# Records supplied:

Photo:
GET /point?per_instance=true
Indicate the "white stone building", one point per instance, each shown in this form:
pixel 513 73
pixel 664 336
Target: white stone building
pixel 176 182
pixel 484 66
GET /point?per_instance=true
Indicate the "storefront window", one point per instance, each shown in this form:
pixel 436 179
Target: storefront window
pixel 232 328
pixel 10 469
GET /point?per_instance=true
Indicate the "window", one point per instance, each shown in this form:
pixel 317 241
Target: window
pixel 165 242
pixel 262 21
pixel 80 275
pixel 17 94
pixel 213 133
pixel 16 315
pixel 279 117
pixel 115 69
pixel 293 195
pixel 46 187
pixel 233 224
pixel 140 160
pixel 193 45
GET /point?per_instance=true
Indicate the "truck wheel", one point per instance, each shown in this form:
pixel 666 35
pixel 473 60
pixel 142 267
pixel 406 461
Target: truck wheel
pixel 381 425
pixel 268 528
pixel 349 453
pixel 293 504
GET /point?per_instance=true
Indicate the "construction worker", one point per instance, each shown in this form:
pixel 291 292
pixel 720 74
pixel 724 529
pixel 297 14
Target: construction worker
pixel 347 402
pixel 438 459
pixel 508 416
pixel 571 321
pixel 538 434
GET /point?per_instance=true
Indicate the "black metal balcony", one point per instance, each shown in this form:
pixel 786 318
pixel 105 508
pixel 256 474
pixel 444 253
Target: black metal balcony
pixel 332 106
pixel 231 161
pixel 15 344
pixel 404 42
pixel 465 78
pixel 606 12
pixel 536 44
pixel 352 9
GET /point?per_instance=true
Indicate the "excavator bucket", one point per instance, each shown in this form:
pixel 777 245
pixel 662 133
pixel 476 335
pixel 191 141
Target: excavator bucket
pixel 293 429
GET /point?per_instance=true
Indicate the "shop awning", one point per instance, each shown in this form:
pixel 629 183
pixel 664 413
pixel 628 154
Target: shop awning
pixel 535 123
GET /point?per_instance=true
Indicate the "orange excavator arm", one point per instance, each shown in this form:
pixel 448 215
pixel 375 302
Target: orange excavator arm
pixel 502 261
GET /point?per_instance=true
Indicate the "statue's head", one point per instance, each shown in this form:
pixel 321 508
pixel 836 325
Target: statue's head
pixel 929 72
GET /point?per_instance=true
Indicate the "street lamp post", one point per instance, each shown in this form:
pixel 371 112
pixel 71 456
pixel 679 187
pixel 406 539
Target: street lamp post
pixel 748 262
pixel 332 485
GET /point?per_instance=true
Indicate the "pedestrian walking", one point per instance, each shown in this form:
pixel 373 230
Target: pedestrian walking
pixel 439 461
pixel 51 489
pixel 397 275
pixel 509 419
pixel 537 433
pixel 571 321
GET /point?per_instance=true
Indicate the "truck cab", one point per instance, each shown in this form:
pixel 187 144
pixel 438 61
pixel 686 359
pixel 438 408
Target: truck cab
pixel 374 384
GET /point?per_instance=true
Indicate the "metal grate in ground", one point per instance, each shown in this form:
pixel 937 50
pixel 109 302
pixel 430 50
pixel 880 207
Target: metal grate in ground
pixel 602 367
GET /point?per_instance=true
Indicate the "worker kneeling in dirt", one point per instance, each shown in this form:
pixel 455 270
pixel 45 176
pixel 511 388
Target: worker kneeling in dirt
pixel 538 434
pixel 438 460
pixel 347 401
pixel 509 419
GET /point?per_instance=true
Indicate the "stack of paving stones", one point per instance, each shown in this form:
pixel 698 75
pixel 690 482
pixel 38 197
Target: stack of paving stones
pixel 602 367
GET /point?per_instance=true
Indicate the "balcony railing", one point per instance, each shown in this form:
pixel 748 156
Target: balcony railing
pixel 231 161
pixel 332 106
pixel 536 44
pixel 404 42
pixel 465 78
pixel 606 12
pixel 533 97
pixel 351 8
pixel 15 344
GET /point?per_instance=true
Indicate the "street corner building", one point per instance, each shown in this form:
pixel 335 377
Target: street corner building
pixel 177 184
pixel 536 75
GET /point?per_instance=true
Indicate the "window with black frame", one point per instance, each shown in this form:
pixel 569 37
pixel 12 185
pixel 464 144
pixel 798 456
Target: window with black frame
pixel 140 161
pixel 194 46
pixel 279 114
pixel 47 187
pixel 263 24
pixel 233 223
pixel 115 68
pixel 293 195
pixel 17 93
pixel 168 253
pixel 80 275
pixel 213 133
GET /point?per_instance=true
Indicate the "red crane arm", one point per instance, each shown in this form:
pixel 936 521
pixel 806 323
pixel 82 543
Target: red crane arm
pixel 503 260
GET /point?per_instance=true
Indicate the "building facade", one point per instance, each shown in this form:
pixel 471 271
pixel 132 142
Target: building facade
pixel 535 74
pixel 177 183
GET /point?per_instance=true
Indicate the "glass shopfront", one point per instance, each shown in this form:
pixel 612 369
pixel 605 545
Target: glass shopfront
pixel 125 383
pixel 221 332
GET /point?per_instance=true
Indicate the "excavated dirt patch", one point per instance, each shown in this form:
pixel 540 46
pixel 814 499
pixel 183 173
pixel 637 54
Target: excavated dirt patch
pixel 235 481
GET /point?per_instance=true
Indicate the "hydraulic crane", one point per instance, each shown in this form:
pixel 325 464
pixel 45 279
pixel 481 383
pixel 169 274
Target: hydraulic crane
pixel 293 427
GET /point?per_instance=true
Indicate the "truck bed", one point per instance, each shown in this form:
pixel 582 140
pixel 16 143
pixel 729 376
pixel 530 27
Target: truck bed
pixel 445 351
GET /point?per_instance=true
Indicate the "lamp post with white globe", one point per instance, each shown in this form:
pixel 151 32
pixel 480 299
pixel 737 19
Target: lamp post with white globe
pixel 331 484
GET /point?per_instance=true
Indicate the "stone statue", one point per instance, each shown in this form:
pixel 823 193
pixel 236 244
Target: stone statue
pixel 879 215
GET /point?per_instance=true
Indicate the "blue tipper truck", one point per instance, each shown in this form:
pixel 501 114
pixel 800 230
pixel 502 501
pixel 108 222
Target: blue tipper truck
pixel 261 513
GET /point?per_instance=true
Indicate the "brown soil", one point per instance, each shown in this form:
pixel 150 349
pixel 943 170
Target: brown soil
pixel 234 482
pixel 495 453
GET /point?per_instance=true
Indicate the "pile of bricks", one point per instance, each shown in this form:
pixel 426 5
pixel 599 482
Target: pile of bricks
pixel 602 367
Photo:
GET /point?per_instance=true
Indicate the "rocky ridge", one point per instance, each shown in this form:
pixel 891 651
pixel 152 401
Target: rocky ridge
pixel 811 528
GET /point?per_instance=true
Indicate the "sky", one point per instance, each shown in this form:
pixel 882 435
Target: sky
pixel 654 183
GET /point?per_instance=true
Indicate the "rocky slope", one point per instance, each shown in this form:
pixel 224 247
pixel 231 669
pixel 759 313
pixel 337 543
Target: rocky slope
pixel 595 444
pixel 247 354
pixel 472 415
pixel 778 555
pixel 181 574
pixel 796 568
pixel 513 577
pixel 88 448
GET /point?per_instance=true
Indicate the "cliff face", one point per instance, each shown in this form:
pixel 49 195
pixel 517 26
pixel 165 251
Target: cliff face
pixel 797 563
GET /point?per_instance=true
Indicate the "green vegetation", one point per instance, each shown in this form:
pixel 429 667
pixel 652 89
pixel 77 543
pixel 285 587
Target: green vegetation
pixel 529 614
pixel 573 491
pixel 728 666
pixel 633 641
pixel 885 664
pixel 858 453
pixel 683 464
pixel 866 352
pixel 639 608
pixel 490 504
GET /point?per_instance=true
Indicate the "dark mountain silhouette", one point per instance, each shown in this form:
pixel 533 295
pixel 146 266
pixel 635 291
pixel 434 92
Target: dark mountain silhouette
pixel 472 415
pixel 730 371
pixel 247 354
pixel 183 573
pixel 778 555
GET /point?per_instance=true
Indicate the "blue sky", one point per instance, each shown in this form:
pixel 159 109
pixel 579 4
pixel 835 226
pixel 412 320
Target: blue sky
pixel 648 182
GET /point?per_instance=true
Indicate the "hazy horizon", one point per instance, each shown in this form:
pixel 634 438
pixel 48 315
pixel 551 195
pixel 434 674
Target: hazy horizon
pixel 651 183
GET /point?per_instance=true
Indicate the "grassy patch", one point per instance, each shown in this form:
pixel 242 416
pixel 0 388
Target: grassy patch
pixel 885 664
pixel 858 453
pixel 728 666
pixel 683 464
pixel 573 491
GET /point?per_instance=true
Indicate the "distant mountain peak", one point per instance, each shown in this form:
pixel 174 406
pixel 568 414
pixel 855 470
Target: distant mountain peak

# Problem:
Copy the material word for word from its start through the line that contains "pixel 352 9", including both ends.

# Completed exercise:
Photo:
GET /point?per_instance=true
Indicate the "white stone building", one point per instance, each shown in this form:
pixel 513 73
pixel 664 336
Target: white stone building
pixel 176 182
pixel 484 66
GET /point?per_instance=true
Indicate the "storefront window", one point per instance, each shown in this form:
pixel 436 179
Target: storefront window
pixel 232 328
pixel 10 469
GET /point?per_instance=true
Indicate the "window", one point per instance, each shown in this form:
pixel 317 241
Target: window
pixel 165 242
pixel 262 21
pixel 80 275
pixel 17 94
pixel 213 133
pixel 16 315
pixel 279 117
pixel 115 69
pixel 293 195
pixel 46 187
pixel 233 224
pixel 140 160
pixel 193 45
GET /point?per_instance=true
Indicate the "truck wheel", one point per instance, each shown in this form:
pixel 666 35
pixel 473 60
pixel 142 267
pixel 406 461
Target: truck wheel
pixel 381 425
pixel 268 528
pixel 349 453
pixel 293 504
GET /point?per_instance=true
Indicate the "construction worker", one point per instance, each shown in this form:
pixel 291 292
pixel 720 74
pixel 724 529
pixel 297 14
Target: construction worker
pixel 347 402
pixel 438 459
pixel 508 416
pixel 571 321
pixel 538 434
GET /point?per_instance=true
Indicate the "black metal balcony", one point per instance, each shown in this form:
pixel 786 318
pixel 105 508
pixel 256 474
pixel 444 253
Target: black metal balcony
pixel 332 106
pixel 231 161
pixel 15 344
pixel 404 42
pixel 465 78
pixel 606 12
pixel 536 44
pixel 352 9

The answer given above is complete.